■ **Exercise requirements**: Reproduce each of the entries below line for line, leaving the pictures out.

■ **Information shown**:
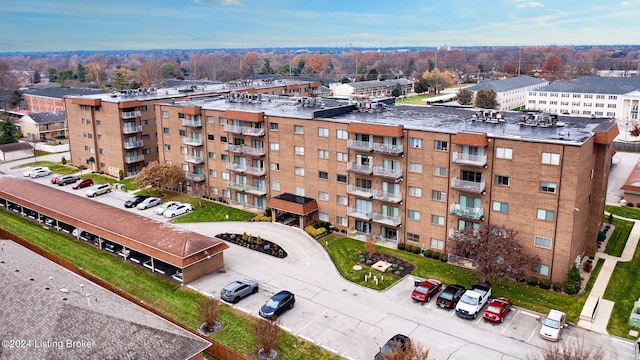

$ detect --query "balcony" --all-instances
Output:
[347,185,373,198]
[124,140,144,150]
[451,178,484,194]
[347,139,373,152]
[453,152,487,166]
[184,155,204,164]
[347,208,373,220]
[185,173,204,182]
[122,111,142,119]
[182,119,202,128]
[373,213,402,227]
[373,143,404,155]
[347,163,373,175]
[373,166,402,180]
[122,125,142,134]
[449,204,484,220]
[124,155,144,164]
[373,190,402,204]
[182,137,202,146]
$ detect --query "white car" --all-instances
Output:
[162,204,192,218]
[136,198,160,210]
[156,201,180,215]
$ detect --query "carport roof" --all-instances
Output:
[0,175,229,268]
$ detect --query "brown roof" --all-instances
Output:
[0,175,229,268]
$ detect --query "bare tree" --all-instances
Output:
[452,225,540,282]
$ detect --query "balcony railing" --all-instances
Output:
[373,213,402,227]
[122,125,142,134]
[453,152,487,166]
[347,208,373,220]
[186,173,204,182]
[347,139,373,152]
[347,185,373,198]
[184,155,204,164]
[182,119,202,127]
[373,190,402,203]
[347,163,373,175]
[373,166,402,179]
[449,204,484,220]
[124,140,144,150]
[122,111,142,119]
[373,143,404,155]
[182,137,202,146]
[451,177,484,194]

■ **Result for this task**:
$ detect --query "balcony" --all-instances
Output:
[347,185,373,198]
[124,140,144,150]
[451,178,484,194]
[347,139,373,152]
[453,152,487,166]
[184,155,204,164]
[347,208,373,220]
[185,173,204,182]
[122,111,142,119]
[182,119,202,128]
[373,213,402,227]
[373,143,404,155]
[347,163,373,175]
[373,166,402,180]
[122,125,142,134]
[449,204,484,220]
[124,155,144,164]
[373,190,402,204]
[182,137,202,146]
$ detect --query "white car" --all-instances
Output:
[162,204,192,218]
[136,198,160,210]
[156,201,180,215]
$ detect --query "carport roof" --all-instances
Output:
[0,175,229,268]
$ detect --query "brown roof" --all-instances
Output:
[0,175,229,268]
$ detect --query "bare tree" --all-instances
Output:
[452,225,540,282]
$ detect --query "balcony railing" --all-instances
Output:
[373,213,402,227]
[122,125,142,134]
[453,152,487,166]
[347,208,373,220]
[186,173,204,182]
[347,139,373,152]
[347,185,373,198]
[184,155,204,164]
[182,119,202,127]
[373,190,402,203]
[347,163,373,175]
[373,166,402,179]
[449,204,484,220]
[124,140,144,150]
[122,111,142,119]
[373,143,404,155]
[182,137,202,146]
[451,177,484,194]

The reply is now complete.